**Entries supplied**
____________
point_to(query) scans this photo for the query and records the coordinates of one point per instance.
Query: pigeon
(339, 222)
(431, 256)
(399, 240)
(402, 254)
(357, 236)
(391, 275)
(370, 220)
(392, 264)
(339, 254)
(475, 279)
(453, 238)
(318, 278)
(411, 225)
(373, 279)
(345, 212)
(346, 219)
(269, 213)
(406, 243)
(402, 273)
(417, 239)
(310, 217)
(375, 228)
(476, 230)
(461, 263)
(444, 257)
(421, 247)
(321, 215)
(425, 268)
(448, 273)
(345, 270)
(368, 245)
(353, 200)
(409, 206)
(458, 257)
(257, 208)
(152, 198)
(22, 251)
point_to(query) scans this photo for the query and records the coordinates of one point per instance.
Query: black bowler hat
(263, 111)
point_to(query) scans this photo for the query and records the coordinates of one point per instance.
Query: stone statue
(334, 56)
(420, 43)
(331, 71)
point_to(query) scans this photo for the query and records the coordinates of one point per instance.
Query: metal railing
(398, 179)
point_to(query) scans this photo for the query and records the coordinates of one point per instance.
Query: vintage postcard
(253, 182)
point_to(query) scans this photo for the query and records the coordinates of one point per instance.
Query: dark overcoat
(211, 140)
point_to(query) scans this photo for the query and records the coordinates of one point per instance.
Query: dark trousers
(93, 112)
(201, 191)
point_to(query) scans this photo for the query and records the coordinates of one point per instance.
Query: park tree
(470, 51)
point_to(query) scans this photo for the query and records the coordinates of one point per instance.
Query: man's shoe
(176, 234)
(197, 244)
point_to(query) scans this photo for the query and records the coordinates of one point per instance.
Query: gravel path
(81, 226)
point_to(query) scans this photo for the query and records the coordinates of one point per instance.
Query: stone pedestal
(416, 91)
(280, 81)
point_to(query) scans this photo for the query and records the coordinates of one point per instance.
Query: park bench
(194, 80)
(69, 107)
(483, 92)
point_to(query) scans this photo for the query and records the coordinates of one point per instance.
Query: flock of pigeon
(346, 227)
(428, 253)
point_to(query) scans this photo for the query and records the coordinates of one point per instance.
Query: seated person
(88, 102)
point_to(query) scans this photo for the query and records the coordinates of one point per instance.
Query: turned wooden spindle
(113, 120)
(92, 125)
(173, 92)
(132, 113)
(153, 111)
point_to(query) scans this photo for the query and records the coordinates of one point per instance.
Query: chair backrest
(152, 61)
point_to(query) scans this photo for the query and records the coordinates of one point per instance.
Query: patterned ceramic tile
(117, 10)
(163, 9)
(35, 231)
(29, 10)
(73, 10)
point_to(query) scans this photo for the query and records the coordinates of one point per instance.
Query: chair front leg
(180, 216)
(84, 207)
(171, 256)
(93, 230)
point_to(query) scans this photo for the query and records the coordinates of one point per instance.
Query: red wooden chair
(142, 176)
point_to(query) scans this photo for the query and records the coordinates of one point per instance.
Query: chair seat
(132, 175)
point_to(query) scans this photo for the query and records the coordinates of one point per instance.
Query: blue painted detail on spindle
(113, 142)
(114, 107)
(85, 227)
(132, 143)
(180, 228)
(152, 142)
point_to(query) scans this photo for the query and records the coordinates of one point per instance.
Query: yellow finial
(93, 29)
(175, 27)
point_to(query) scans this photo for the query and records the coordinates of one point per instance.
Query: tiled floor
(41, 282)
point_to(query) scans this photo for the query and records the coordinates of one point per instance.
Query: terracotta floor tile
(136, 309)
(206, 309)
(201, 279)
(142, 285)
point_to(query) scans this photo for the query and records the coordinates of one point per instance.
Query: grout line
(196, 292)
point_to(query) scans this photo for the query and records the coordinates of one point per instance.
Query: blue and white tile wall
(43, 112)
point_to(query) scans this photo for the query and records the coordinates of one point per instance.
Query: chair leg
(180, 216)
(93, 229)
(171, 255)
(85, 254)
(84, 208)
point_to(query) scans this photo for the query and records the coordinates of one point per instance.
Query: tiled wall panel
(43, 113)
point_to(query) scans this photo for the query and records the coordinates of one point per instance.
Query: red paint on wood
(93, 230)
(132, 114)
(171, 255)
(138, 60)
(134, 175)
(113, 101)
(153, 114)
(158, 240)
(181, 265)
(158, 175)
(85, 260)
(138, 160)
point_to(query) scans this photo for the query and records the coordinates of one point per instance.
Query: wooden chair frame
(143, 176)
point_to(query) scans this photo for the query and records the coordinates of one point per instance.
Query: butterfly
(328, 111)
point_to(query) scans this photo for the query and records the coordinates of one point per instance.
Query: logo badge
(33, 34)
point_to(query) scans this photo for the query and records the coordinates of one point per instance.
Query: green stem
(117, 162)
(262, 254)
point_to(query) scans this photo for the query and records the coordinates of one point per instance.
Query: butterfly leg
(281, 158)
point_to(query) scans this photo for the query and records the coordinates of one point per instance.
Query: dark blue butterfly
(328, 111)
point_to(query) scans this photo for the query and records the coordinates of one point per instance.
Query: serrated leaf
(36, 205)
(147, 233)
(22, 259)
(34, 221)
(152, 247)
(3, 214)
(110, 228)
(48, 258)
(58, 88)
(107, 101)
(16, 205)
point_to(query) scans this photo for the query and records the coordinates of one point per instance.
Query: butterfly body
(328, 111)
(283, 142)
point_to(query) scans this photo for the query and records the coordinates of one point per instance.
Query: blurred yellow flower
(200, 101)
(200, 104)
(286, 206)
____________
**Exercise instructions**
Select every line in the data above that contains the word "spindle".

**Right answer**
Query: turned wooden spindle
Query: blue painted detail on spindle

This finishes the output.